→ **Stated task**: Gather every line of the items below that contains the word "vertex", and copy each one in full.
# Start of Information supplied
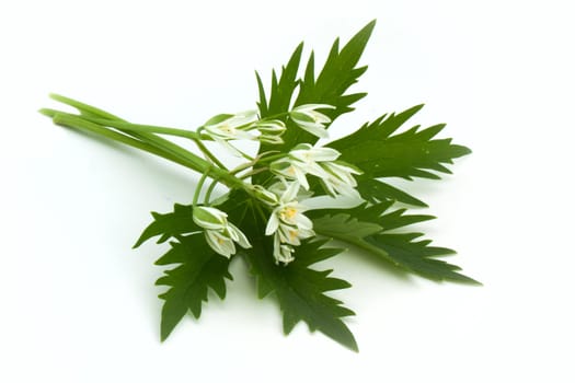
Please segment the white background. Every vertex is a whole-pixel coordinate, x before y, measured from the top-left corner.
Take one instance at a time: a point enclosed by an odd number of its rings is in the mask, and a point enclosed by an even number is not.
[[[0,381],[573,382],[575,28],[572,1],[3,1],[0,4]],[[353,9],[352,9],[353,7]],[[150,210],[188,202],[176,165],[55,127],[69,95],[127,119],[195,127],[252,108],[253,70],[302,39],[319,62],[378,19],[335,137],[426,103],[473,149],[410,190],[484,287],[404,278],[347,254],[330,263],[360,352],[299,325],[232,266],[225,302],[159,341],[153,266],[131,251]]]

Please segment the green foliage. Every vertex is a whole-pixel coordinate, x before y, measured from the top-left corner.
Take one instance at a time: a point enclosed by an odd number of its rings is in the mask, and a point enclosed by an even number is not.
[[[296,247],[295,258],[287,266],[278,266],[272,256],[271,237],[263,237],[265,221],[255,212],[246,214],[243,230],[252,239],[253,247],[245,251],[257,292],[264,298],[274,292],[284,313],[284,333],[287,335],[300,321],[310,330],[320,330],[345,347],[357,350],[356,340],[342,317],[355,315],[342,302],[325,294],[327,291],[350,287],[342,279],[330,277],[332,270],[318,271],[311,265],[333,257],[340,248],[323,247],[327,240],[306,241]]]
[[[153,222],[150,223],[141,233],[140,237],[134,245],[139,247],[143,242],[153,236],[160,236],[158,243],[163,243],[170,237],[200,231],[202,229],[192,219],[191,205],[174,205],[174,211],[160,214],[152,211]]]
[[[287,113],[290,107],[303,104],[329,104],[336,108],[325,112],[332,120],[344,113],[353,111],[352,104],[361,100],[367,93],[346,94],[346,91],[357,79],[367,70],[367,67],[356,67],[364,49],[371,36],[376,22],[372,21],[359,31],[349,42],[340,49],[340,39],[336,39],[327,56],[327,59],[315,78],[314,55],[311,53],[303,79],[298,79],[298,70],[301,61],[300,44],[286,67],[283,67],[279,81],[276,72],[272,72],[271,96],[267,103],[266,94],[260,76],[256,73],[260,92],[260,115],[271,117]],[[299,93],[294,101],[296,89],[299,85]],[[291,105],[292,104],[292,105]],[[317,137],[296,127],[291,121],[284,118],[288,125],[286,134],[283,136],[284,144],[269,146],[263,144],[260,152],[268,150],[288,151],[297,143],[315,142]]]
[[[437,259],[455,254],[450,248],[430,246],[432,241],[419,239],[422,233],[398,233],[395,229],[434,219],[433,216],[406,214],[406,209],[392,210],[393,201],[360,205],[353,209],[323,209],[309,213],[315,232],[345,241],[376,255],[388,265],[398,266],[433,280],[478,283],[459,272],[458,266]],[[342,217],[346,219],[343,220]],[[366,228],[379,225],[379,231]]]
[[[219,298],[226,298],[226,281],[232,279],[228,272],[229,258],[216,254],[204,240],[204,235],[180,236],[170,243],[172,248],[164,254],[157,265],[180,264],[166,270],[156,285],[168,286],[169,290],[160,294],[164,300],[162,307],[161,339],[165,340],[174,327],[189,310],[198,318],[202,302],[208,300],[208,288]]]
# End of Information supplied
→ **Full solution**:
Please segment the white background. Every vertex is a whole-pixel coordinate, x before y, measured from the top-left corner.
Please segment the green foliage. Every vertex is a whole-pixel coordinate, x before y, measured from the top-left corner.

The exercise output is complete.